*YOUR OBJECTIVE*. How many lines in the listing below contain the string "rifle"? Tally them and reply with the number alone.
* begin DATA FOR THIS TASK *
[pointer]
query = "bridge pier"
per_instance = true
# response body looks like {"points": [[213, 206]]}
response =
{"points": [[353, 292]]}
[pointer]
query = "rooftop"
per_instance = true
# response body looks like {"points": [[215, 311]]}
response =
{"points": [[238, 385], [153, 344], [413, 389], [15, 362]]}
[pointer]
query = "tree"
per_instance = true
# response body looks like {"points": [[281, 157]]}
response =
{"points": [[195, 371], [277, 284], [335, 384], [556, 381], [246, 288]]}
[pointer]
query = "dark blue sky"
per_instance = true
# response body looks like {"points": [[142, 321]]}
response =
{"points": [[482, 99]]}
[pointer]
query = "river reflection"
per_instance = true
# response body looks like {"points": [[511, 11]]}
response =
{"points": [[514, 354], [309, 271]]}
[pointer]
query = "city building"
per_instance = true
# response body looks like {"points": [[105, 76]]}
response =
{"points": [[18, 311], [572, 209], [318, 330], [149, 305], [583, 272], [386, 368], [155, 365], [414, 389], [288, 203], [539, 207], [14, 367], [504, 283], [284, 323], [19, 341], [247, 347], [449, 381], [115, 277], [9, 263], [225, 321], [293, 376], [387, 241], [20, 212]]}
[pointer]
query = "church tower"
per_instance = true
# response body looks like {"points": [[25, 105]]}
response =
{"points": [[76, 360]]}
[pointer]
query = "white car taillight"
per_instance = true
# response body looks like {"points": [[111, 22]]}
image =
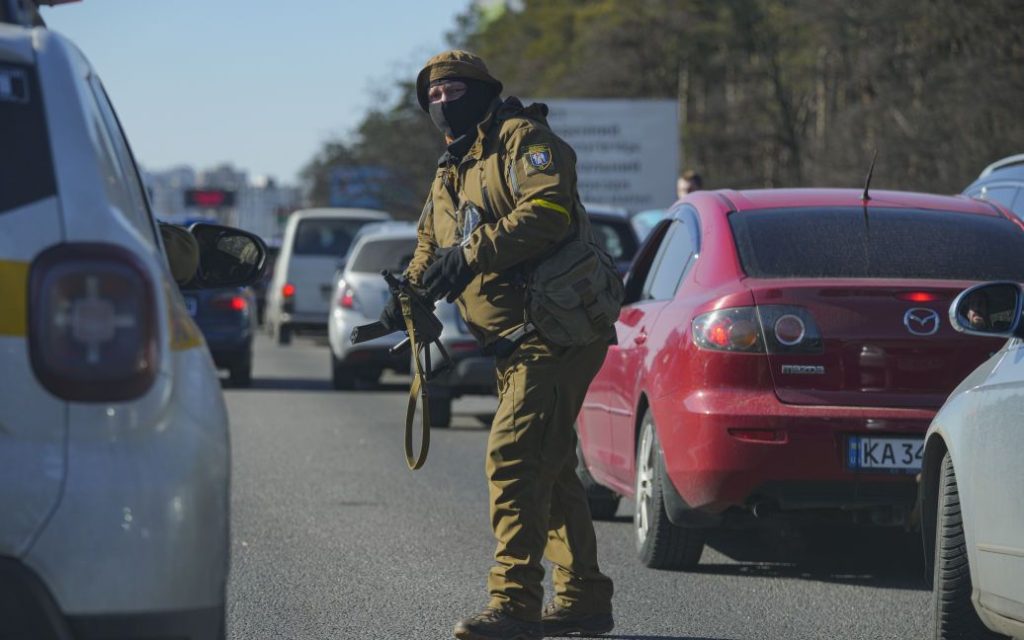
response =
{"points": [[92, 328]]}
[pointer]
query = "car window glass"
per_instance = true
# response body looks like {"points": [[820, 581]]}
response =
{"points": [[375, 256], [139, 213], [325, 237], [615, 238], [26, 164], [888, 243], [674, 255]]}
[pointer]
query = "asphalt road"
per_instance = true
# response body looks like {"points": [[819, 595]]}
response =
{"points": [[334, 538]]}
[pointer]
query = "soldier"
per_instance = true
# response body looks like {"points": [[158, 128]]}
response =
{"points": [[504, 197]]}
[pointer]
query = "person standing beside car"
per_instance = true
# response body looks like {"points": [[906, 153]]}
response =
{"points": [[505, 198]]}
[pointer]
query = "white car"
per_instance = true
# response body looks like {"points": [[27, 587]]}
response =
{"points": [[314, 243], [972, 502], [359, 296], [114, 442]]}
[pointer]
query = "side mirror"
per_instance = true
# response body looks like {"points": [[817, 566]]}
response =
{"points": [[991, 309], [227, 257]]}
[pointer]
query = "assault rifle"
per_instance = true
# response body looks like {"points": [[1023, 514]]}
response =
{"points": [[423, 330]]}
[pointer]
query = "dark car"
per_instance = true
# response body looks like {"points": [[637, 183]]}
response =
{"points": [[1003, 182], [226, 317], [615, 233]]}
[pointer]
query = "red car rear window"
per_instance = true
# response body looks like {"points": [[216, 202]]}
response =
{"points": [[885, 243]]}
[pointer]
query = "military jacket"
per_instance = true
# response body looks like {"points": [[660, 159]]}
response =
{"points": [[521, 179]]}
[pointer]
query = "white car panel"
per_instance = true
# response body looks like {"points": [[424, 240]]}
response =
{"points": [[171, 512], [996, 508], [33, 423], [120, 508]]}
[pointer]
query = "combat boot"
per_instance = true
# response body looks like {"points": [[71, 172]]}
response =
{"points": [[558, 622], [497, 625]]}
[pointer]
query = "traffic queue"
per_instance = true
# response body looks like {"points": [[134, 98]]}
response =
{"points": [[843, 354]]}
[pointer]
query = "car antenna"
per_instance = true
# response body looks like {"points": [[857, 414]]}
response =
{"points": [[867, 182], [864, 199]]}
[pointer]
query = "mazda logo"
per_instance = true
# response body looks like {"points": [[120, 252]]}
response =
{"points": [[922, 322]]}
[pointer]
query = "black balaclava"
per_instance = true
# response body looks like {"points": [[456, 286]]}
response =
{"points": [[461, 116]]}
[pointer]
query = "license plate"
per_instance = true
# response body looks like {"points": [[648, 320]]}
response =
{"points": [[885, 454]]}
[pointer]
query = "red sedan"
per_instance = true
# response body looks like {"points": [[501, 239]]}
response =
{"points": [[777, 353]]}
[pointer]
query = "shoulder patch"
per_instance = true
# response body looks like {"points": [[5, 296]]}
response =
{"points": [[539, 157]]}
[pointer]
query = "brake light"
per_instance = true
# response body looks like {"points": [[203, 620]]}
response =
{"points": [[765, 329], [230, 302], [347, 298], [919, 296], [729, 330], [790, 329], [92, 334]]}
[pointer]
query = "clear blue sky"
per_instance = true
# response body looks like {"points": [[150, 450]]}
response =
{"points": [[257, 83]]}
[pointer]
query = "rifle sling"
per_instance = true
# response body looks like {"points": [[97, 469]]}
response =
{"points": [[416, 388]]}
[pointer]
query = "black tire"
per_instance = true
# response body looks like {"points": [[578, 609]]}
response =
{"points": [[342, 378], [602, 501], [954, 613], [241, 375], [283, 334], [660, 545], [440, 410]]}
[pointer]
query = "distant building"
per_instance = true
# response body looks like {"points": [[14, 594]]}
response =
{"points": [[261, 206]]}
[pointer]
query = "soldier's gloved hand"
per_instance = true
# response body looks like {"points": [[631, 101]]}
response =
{"points": [[449, 275], [391, 316]]}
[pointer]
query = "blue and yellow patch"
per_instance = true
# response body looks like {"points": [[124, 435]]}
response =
{"points": [[539, 157]]}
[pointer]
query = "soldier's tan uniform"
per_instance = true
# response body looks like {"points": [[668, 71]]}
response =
{"points": [[522, 177]]}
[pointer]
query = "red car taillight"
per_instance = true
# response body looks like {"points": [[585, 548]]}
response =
{"points": [[229, 302], [92, 329], [729, 330], [765, 329]]}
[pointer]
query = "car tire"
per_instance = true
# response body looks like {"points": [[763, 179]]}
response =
{"points": [[241, 375], [440, 409], [342, 377], [660, 545], [954, 613], [283, 334], [602, 501]]}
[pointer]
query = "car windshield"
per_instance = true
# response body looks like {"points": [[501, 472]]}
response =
{"points": [[615, 237], [883, 243], [377, 255], [326, 237]]}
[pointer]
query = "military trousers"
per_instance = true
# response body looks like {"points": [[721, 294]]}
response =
{"points": [[538, 505]]}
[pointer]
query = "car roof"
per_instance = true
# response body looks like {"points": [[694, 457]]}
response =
{"points": [[798, 198], [16, 44], [606, 210], [404, 231], [341, 212], [1014, 163]]}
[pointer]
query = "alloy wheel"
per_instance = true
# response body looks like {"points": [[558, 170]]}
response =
{"points": [[645, 484]]}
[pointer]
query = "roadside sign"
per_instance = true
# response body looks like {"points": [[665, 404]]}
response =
{"points": [[627, 150]]}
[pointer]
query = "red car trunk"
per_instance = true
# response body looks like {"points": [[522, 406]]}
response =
{"points": [[883, 343]]}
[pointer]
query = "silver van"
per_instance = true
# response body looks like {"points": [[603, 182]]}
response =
{"points": [[315, 241]]}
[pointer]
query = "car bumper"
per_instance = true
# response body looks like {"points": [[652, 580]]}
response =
{"points": [[713, 467], [29, 610]]}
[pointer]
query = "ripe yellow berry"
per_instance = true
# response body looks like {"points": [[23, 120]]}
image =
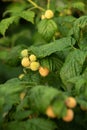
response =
{"points": [[34, 66], [69, 115], [83, 108], [21, 76], [50, 113], [25, 62], [43, 71], [24, 53], [49, 14], [22, 95], [71, 102], [43, 17], [32, 58]]}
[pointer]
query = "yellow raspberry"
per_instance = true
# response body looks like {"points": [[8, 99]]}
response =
{"points": [[34, 66], [32, 57], [25, 62], [24, 53]]}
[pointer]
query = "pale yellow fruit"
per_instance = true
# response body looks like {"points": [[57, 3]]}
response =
{"points": [[71, 102], [32, 57], [50, 113], [24, 53], [83, 108], [22, 95], [25, 62], [69, 115], [34, 66], [21, 76], [43, 71], [43, 16], [49, 14]]}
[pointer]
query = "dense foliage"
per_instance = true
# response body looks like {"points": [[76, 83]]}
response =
{"points": [[43, 54]]}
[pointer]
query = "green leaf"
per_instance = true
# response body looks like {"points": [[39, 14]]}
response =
{"points": [[47, 28], [13, 56], [20, 115], [47, 49], [72, 66], [40, 97], [79, 5], [32, 124], [27, 15], [79, 24], [5, 23]]}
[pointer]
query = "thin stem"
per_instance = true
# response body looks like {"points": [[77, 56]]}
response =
{"points": [[48, 4], [36, 6]]}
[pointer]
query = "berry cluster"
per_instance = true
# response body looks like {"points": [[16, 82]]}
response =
{"points": [[29, 61]]}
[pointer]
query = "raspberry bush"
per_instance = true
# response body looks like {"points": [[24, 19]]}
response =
{"points": [[46, 42]]}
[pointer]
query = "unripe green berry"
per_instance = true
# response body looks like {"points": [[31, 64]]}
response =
{"points": [[32, 58], [24, 53], [34, 66]]}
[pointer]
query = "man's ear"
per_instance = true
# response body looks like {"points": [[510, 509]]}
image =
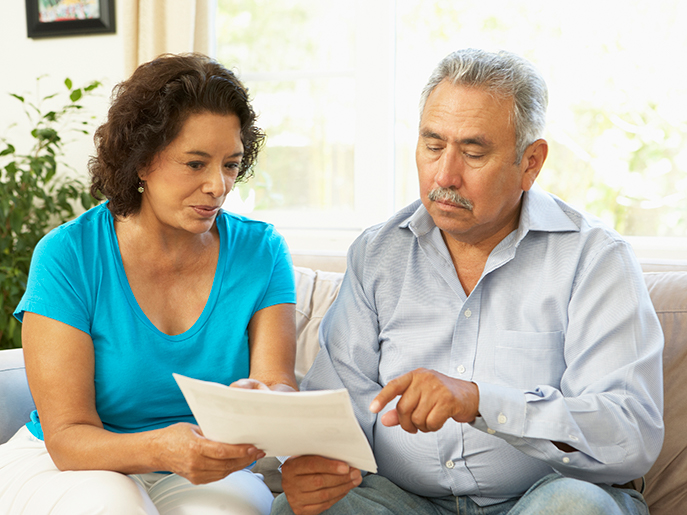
* end DATA FOR THIS TASK *
*FINISHED ANSWER*. 2